# Toward A Greener, More Ironic, World



## sm4him (Sep 28, 2012)

I'd taken a very brief little photo stroll at lunchtime today, and on my way back to work passed this cemetery. I've taken photos of it before, and needed to get back to the office, so I wasn't really going to stop--but a particular grave caught my eye so I stopped to photograph it.  That's when I saw a sticker that had been left on one of the gate post "finials" by some slob:




I went to take it off and throw it out and that's when the irony struck me. Here's a close-up of what the sticker says:


"I  Supported The Effort to Cut Down on Waste" by buying a reusable cup,  and then added to the pollution problem by being completely tacky and  leaving the sticker from said cup on the gate to a historic downtown  cemetery.  Way to completely miss the point, dude!


----------



## Bitter Jeweler (Sep 28, 2012)

Yeah. But. He didn't leave the cup.


----------



## sm4him (Sep 28, 2012)

Bitter Jeweler said:


> Yeah. But. He didn't leave the cup.



Not in the same place, anyway.


----------



## bentcountershaft (Sep 28, 2012)

Off the subject but that gate's lack of symmetry is killing me.  Who designed that thing?  Is he buried there?  Dig him up and kick him.  Not that everything has to be symmetrical but that's just wrong.


----------



## bentcountershaft (Sep 28, 2012)

Oh, I was too distracted by the gate and forgot to leave my relevant comment.  Maybe the guy was trying to show the cemetery residents how far we've come.  Kind of a, "If you people had done more of this maybe we wouldn't be having these problems now" type thing.  So it could be that he's kind of like me and tends to judge the dead.  At least on Fridays.


----------



## sm4him (Sep 28, 2012)

bentcountershaft said:


> Off the subject but that gate's lack of symmetry is killing me.  Who designed that thing?  Is he buried there?  Dig him up and kick him.  Not that everything has to be symmetrical but that's just wrong.



:lmao:  Agreed.
In the defense of the designer, however: I don't think it was HIS fault. If you look, you'll see where one of the iron "arches" has been removed--it could have been vandals, but that doesn't explain why they then apparently stuck that pole there instead, which doesn't match anything and serves no real purpose. Maybe THAT's why the sticker was left there--to say "Look, here's something ELSE that does not belong on this gate!!"
##########
▸ **Objective 1**
In the forum thread, what does the sticker left on the cemetery gate say?

▸ **Material for this exercise**
##########
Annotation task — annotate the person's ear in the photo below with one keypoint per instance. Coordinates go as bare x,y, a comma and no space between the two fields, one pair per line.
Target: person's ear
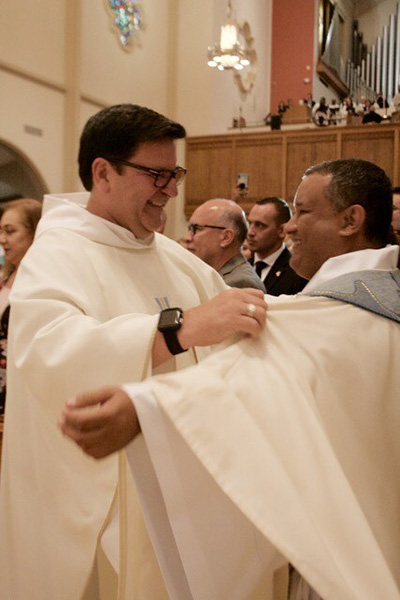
##########
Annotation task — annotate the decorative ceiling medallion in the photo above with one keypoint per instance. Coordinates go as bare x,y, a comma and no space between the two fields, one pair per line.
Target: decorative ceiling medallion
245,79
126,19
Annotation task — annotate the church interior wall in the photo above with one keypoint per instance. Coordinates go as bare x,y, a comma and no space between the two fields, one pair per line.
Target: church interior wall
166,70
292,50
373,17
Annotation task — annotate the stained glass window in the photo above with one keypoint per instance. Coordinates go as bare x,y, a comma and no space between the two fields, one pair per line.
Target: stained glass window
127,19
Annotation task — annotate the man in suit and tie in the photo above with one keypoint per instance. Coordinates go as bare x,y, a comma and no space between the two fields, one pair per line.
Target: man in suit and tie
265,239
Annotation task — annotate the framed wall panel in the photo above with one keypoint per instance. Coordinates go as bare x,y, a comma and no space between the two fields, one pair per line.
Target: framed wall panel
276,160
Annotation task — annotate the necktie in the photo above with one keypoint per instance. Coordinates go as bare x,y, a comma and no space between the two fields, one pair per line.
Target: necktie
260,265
##########
▸ **Objective 2**
Pick out and copy every line of the entries that contains the string "stained". Matches must agree in case.

▸ **Exercise answer 1**
It says "I Supported The Effort to Cut Down on Waste."

▸ **Exercise answer 2**
Annotation task — annotate the stained glass window in the photo above with one keypoint per instance. Coordinates go as bare x,y, a comma and no space between the two fields, one pair per line.
Target: stained glass window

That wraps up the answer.